● **Work request**
In the movie review below, rewrite the paragraph that begins "Logan (A-). Yes, this is" as a shorter paragraph that keeps its main facts.

● **Extract to read**
◆ ◆ ◆ ◆

Logan (A-). Yes, this is an awfully high grade to give a rated-R comic-book movie with all sorts of severed heads and spurting arteries and such. But what can I say? I thought this movie was excellent. Hugh Jackman (Scoop) returns for his millionth turn as Wolverine, the irascible, indestructible mutant with the retractable claws. Only now he’s not feeling so indestructible. The year is 2029, and he is old and sick and not regenerating like he used to. He’s lying low somewhere near the U.S.-Mexico border taking care of Professor Charles Xavier (Patrick Stewart, Excalibur), who is not only old and sick but also having seizures that cause all sorts of mayhem for everyone around him because of his uncontrolled psychic powers. All the other mutants we’ve come to know and love in the other X-Men movies are apparently dead, and no new mutants have been born in many years. Wolverine is just trying to scrape together enough money in his job as a limo driver so he can buy a boat and sail out to sea with Professor Xavier (thereby saving mankind from the effects of Xavier’s seizures, I think). Then everything goes sideways when a desperate woman finds Wolverine and begs him to transport a young girl to Canada—a girl with mutantly powers awfully reminiscent of Wolverine’s. Of course, there are bad guys hot on her trail, and the movie quickly turns into a quasi-remake of Children of Men (which is not a bad movie to borrow from, if you’re going to borrow). Despite all the crazy, bloody fight scenes, the movie really worked for me as a meditation on mortality and the meaning of family. And newcomer Dafne Keen does a nice job as the mysterious little girl with anger-management issues.

◆ ◆ ◆ ◆

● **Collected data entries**
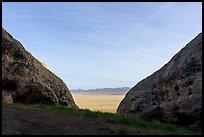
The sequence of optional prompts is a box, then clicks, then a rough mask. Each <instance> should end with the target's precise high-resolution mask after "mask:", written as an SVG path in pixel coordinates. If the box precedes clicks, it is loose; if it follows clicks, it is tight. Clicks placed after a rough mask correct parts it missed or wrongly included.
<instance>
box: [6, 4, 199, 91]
mask: <svg viewBox="0 0 204 137" xmlns="http://www.w3.org/2000/svg"><path fill="white" fill-rule="evenodd" d="M2 20H3V21H2V23H3V27H4V28H5V29H6V30H7V31H8V32H9V33H11V34H12V35H13V37H14V38H16V39H17V40H19V41H20V42H21V43H22V44H23V46H24V47H25V48H26V49H28V51H30V52H31V53H32V54H33V55H34V56H35V57H36V58H37V59H39V60H40V61H42V62H44V63H45V64H46V65H47V66H48V68H49V69H50V70H51V71H52V72H54V73H55V74H56V75H57V76H59V77H60V78H61V79H62V80H63V81H64V82H65V83H66V84H67V86H68V87H69V89H76V88H83V89H92V88H104V87H124V86H128V87H132V86H134V85H136V84H137V82H139V81H140V80H142V79H144V78H146V77H147V76H149V75H151V74H152V73H153V72H155V71H156V70H158V69H160V68H161V67H162V66H163V65H164V64H166V63H167V62H168V61H169V60H170V59H171V58H172V57H173V55H175V54H176V53H177V52H178V51H179V50H180V49H181V48H183V47H184V46H185V45H186V44H187V43H188V42H189V41H190V40H192V39H193V38H194V37H195V36H196V35H197V34H198V33H200V32H201V31H202V3H201V2H175V3H172V2H153V3H151V2H145V3H143V2H127V3H126V2H121V3H120V2H102V3H101V2H85V3H83V2H66V3H63V2H59V3H58V2H34V3H33V2H27V3H26V2H18V3H15V2H3V3H2Z"/></svg>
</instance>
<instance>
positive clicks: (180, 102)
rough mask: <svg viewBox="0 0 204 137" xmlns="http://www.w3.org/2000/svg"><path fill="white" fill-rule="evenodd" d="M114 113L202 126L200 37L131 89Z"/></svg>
mask: <svg viewBox="0 0 204 137" xmlns="http://www.w3.org/2000/svg"><path fill="white" fill-rule="evenodd" d="M117 113H118V114H121V115H128V116H137V117H141V118H144V119H146V120H156V121H162V122H170V123H175V124H180V125H185V126H191V127H192V126H196V127H199V126H201V123H202V120H201V115H202V33H200V34H199V35H198V36H196V38H194V39H193V40H192V41H191V42H190V43H188V44H187V45H186V46H185V47H184V48H183V49H181V50H180V51H179V52H178V53H177V54H176V55H175V56H174V57H173V58H172V59H171V60H170V61H169V62H168V63H167V64H165V65H164V66H163V67H162V68H161V69H160V70H158V71H156V72H155V73H153V74H152V75H150V76H148V77H147V78H145V79H144V80H142V81H140V82H139V83H138V84H137V85H136V86H134V87H133V88H132V89H131V90H130V91H129V92H128V93H127V94H126V96H125V98H124V99H123V100H122V101H121V103H120V105H119V107H118V109H117Z"/></svg>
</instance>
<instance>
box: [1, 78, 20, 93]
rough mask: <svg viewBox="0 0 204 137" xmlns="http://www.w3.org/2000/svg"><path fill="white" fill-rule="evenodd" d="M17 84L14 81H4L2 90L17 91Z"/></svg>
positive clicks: (2, 84) (3, 81)
mask: <svg viewBox="0 0 204 137" xmlns="http://www.w3.org/2000/svg"><path fill="white" fill-rule="evenodd" d="M16 88H17V84H16V82H15V81H12V80H2V90H9V91H11V90H12V91H13V90H16Z"/></svg>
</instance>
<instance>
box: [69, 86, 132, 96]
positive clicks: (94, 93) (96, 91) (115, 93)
mask: <svg viewBox="0 0 204 137" xmlns="http://www.w3.org/2000/svg"><path fill="white" fill-rule="evenodd" d="M129 90H130V87H121V88H98V89H88V90H84V89H71V90H70V91H71V92H72V93H73V94H108V95H121V94H122V95H124V94H126V93H127V92H128V91H129Z"/></svg>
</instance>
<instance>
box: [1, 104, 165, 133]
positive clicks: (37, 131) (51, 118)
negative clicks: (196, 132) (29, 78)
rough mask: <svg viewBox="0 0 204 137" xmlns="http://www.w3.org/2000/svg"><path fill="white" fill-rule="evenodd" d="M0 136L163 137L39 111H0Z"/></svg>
mask: <svg viewBox="0 0 204 137" xmlns="http://www.w3.org/2000/svg"><path fill="white" fill-rule="evenodd" d="M2 134H3V135H27V134H28V135H44V134H47V135H114V134H115V135H118V134H134V135H138V134H143V135H144V134H163V133H161V132H158V131H156V130H155V131H153V130H152V131H151V130H148V129H146V130H145V129H142V130H141V129H140V128H135V127H131V126H125V125H119V124H115V123H110V122H106V121H101V120H92V119H87V118H83V117H74V116H63V115H56V114H53V113H48V112H42V111H40V110H33V109H23V108H12V107H3V108H2Z"/></svg>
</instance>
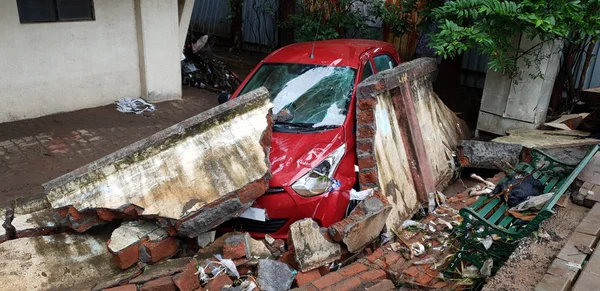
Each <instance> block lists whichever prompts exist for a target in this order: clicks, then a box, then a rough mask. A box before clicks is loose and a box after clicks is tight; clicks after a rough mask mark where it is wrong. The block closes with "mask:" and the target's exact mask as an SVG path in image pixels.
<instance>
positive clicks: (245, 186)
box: [237, 180, 267, 203]
mask: <svg viewBox="0 0 600 291" xmlns="http://www.w3.org/2000/svg"><path fill="white" fill-rule="evenodd" d="M265 191H267V184H266V183H265V181H264V180H258V181H255V182H253V183H250V184H248V185H246V186H244V187H243V188H242V189H240V190H238V191H237V193H238V197H239V198H240V201H241V202H242V203H248V202H250V201H253V200H254V199H256V198H258V197H260V196H262V195H263V194H265Z"/></svg>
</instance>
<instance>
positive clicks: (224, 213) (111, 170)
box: [43, 88, 272, 237]
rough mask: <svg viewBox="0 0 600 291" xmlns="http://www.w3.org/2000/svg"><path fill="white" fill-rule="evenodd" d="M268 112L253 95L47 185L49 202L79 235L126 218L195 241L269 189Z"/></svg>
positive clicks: (192, 120)
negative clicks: (161, 229)
mask: <svg viewBox="0 0 600 291" xmlns="http://www.w3.org/2000/svg"><path fill="white" fill-rule="evenodd" d="M271 107H272V104H271V103H270V101H269V93H268V91H267V90H266V89H264V88H260V89H257V90H255V91H253V92H250V93H248V94H245V95H243V96H240V97H238V98H236V99H234V100H231V101H230V102H227V103H225V104H222V105H220V106H218V107H215V108H213V109H210V110H208V111H205V112H203V113H200V114H199V115H197V116H194V117H192V118H190V119H187V120H185V121H183V122H180V123H178V124H176V125H174V126H172V127H170V128H167V129H165V130H163V131H160V132H158V133H156V134H154V135H152V136H150V137H148V138H146V139H143V140H140V141H138V142H136V143H134V144H132V145H130V146H128V147H126V148H123V149H121V150H119V151H117V152H115V153H113V154H111V155H108V156H105V157H103V158H101V159H99V160H97V161H95V162H92V163H90V164H88V165H86V166H83V167H81V168H79V169H77V170H75V171H73V172H71V173H69V174H66V175H64V176H62V177H59V178H57V179H55V180H52V181H50V182H48V183H46V184H44V185H43V186H44V189H45V192H46V199H47V200H48V202H49V203H50V205H51V207H52V208H54V209H60V210H62V211H59V213H60V214H61V215H62V216H63V217H68V218H69V221H70V223H71V224H72V225H71V226H72V227H73V228H74V229H76V230H78V231H84V230H86V229H88V228H89V227H91V226H92V225H94V224H97V223H100V222H101V221H103V220H110V219H111V218H112V217H114V216H117V217H120V218H121V216H123V215H126V216H133V217H135V216H146V217H156V218H161V219H162V221H163V222H166V224H168V225H170V226H173V227H174V228H175V231H176V232H177V233H178V234H180V235H187V236H190V237H193V236H196V235H197V234H199V233H202V232H205V231H207V230H209V229H211V228H213V227H215V226H216V225H218V224H220V223H222V222H223V221H224V220H226V219H228V218H231V217H233V216H234V215H236V214H239V213H241V212H243V211H244V210H245V209H246V208H247V207H249V206H250V204H251V203H252V201H253V200H254V199H256V198H257V197H259V196H260V195H262V194H263V193H264V192H265V190H266V189H267V185H268V180H269V179H270V177H271V174H270V163H269V159H268V153H269V146H270V144H271V123H272V122H271V116H270V114H271V113H270V109H271ZM115 213H116V214H115Z"/></svg>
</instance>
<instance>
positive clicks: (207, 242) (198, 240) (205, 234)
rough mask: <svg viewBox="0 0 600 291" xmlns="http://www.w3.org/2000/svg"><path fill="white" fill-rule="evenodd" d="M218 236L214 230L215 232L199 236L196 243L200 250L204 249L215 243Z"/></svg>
mask: <svg viewBox="0 0 600 291" xmlns="http://www.w3.org/2000/svg"><path fill="white" fill-rule="evenodd" d="M216 234H217V232H216V231H214V230H213V231H209V232H205V233H202V234H200V235H198V237H197V238H196V242H198V246H199V247H200V248H203V247H205V246H207V245H209V244H211V243H212V242H214V241H215V235H216Z"/></svg>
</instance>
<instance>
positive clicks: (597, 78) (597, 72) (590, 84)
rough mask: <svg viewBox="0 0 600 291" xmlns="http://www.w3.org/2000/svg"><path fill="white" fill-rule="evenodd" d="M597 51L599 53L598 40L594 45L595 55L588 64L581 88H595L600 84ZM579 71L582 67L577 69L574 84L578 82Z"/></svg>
mask: <svg viewBox="0 0 600 291" xmlns="http://www.w3.org/2000/svg"><path fill="white" fill-rule="evenodd" d="M598 53H600V42H599V43H596V47H595V48H594V51H593V54H595V55H596V57H595V58H593V59H592V60H591V61H590V66H589V67H588V70H587V74H586V76H585V83H584V84H583V89H589V88H596V87H598V86H600V58H598ZM581 71H583V67H582V68H581V69H579V72H578V74H577V81H576V84H579V79H580V78H581Z"/></svg>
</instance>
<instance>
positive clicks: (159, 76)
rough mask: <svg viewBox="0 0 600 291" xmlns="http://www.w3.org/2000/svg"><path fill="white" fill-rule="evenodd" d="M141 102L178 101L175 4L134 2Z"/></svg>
mask: <svg viewBox="0 0 600 291" xmlns="http://www.w3.org/2000/svg"><path fill="white" fill-rule="evenodd" d="M135 8H136V24H137V31H138V46H139V59H140V80H141V84H142V94H141V95H142V96H141V97H142V98H144V99H146V100H147V101H149V102H159V101H166V100H172V99H179V98H181V64H180V61H181V47H180V43H179V33H178V32H179V10H178V3H177V2H176V1H162V0H135Z"/></svg>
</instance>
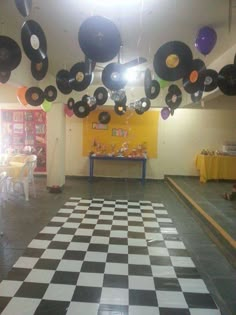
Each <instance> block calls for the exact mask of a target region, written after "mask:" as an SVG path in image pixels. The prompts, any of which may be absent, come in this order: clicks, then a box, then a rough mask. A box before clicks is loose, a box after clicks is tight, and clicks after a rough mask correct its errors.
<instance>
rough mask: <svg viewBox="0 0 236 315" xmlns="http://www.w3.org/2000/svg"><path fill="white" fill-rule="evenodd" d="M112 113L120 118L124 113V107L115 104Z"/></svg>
mask: <svg viewBox="0 0 236 315" xmlns="http://www.w3.org/2000/svg"><path fill="white" fill-rule="evenodd" d="M114 111H115V113H116V114H117V115H119V116H122V115H124V114H125V112H126V105H122V104H115V106H114Z"/></svg>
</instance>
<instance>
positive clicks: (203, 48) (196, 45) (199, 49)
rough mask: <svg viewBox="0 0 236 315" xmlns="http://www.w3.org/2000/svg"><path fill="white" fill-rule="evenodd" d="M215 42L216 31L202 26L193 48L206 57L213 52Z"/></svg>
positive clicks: (216, 34) (215, 41)
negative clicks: (194, 47)
mask: <svg viewBox="0 0 236 315" xmlns="http://www.w3.org/2000/svg"><path fill="white" fill-rule="evenodd" d="M216 41H217V34H216V31H215V30H214V29H213V28H212V27H210V26H204V27H202V28H200V30H199V31H198V34H197V37H196V41H195V47H196V48H197V50H198V51H199V52H200V53H201V54H203V55H204V56H206V55H208V54H209V53H210V52H211V51H212V50H213V48H214V47H215V44H216Z"/></svg>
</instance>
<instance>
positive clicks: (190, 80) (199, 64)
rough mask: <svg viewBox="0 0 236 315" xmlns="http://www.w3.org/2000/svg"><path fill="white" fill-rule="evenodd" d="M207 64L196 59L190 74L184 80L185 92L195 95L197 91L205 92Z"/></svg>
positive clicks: (185, 77)
mask: <svg viewBox="0 0 236 315" xmlns="http://www.w3.org/2000/svg"><path fill="white" fill-rule="evenodd" d="M205 70H206V66H205V63H204V62H203V61H202V60H201V59H194V60H193V62H192V64H191V67H190V69H189V71H188V73H187V74H186V75H185V76H184V78H183V87H184V90H185V91H186V92H187V93H189V94H193V93H195V92H197V91H203V89H204V80H205V75H204V74H205Z"/></svg>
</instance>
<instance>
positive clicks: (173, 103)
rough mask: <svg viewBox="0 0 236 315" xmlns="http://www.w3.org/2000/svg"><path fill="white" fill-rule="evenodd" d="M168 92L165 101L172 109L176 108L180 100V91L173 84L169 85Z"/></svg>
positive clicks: (180, 101) (180, 98) (174, 85)
mask: <svg viewBox="0 0 236 315" xmlns="http://www.w3.org/2000/svg"><path fill="white" fill-rule="evenodd" d="M168 92H169V93H168V94H167V95H166V98H165V101H166V104H167V105H168V106H169V108H170V109H173V110H174V109H176V108H178V107H179V106H180V104H181V102H182V92H181V90H180V88H179V87H178V86H177V85H175V84H172V85H170V86H169V89H168Z"/></svg>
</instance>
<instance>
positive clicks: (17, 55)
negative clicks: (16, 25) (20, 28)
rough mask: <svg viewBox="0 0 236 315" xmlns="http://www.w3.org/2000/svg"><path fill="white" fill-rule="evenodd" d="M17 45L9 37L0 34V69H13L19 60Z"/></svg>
mask: <svg viewBox="0 0 236 315" xmlns="http://www.w3.org/2000/svg"><path fill="white" fill-rule="evenodd" d="M21 57H22V55H21V50H20V47H19V45H18V44H17V43H16V42H15V41H14V40H13V39H11V38H10V37H7V36H0V71H3V72H9V71H12V70H14V69H15V68H16V67H17V66H18V65H19V64H20V62H21Z"/></svg>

◆ ◆ ◆ ◆

● **Completed exercise**
The reviewer gives Logan an A-, a high grade for a bloody, R-rated comic-book movie, and calls it excellent. Hugh Jackman returns as Wolverine, who in 2029 is old, sick and no longer healing well. Near the U.S.-Mexico border he drives a limo and cares for an ailing Professor Charles Xavier (Patrick Stewart), whose seizures unleash his psychic powers on those nearby. He is saving to buy a boat and take Xavier out to sea. The other mutants seem to be dead, and none have been born in years. Then a desperate woman begs him to take a young girl with powers much like his own to Canada. Bad guys are chasing her, and the story becomes a near-remake of Children of Men. Despite the violent fights, the reviewer found the film a meditation on mortality and family and praises newcomer Dafne Keen as the girl.